### Source text
━━━━━━━━
Member of the U.S. House of Representatives from Maine's 2nd district
- In office January 3, 1995 – January 3, 2003
- Preceded by: Olympia Snowe
- Succeeded by: Mike Michaud

Member of the Maine Senate from the 9th district
- In office December 1, 1982 – December 7, 1994
- Preceded by: Constituency established
- Succeeded by: Sean Faircloth

Personal details
- Born: John Elias Baldacci January 30, 1955 (age 71) Bangor, Maine, U.S.
- Party: Democratic
- Spouse: Karen Baldacci
- Children: 1
- Relatives: Joe Baldacci (brother); George J. Mitchell (first cousin once removed); David Baldacci (second cousin);
- Education: University of Maine (BA)

= John Baldacci =

American politician (born 1955)

John Elias Baldacci (born January 30, 1955) is an American politician who served as the 73rd governor of Maine from 2003 to 2011. A Democrat, he also served in the United States House of Representatives from 1995 to 2003 and in the Maine Senate from 1982 to 1994.

During his tenure as governor, Baldacci initiated reforms in the areas of health care, energy development, administrative reform and efficiency, public education, and led significant efforts to expand investment in workforce training and development. During his four terms in the U.S. Congress, he served on the Agriculture Committee and the Committee on Transportation and Infrastructure. He served previously as Vice-Chair and currently as Chair Emeritus of the board of the non-partisan Northeast-Midwest Institute, a Washington-based, private, nonprofit, and nonpartisan research organization dedicated to economic vitality, environmental quality, and regional equity for Northeast and Midwest states.
━━━━━━━━
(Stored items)

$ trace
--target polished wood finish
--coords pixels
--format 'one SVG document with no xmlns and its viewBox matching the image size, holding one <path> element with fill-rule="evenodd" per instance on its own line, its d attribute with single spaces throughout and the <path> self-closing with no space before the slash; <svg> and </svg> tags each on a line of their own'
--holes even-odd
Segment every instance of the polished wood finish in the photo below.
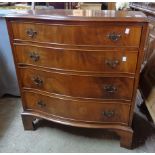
━━━━━━━━
### Task set
A – List every relative named in the Baldacci profile, with the relationship given for each.
B – Retype the Baldacci profile from "Member of the Maine" to "of Maine (BA)" with no changes.
C – Answer these questions from the Baldacci profile:
(i) Who preceded him as representative for Maine's 2nd district?
(ii) On which two committees did he serve during his terms in Congress?
(iii) In what city was he born?

### Answer set
A –
Joe Baldacci (brother)
George J. Mitchell (first cousin once removed)
David Baldacci (second cousin)

B –
Member of the Maine Senate from the 9th district
- In office December 1, 1982 – December 7, 1994
- Preceded by: Constituency established
- Succeeded by: Sean Faircloth

Personal details
- Born: John Elias Baldacci January 30, 1955 (age 71) Bangor, Maine, U.S.
- Party: Democratic
- Spouse: Karen Baldacci
- Children: 1
- Relatives: Joe Baldacci (brother); George J. Mitchell (first cousin once removed); David Baldacci (second cousin);
- Education: University of Maine (BA)

C –
(i) Olympia Snowe
(ii) The Agriculture Committee and the Committee on Transportation and Infrastructure
(iii) Bangor, Maine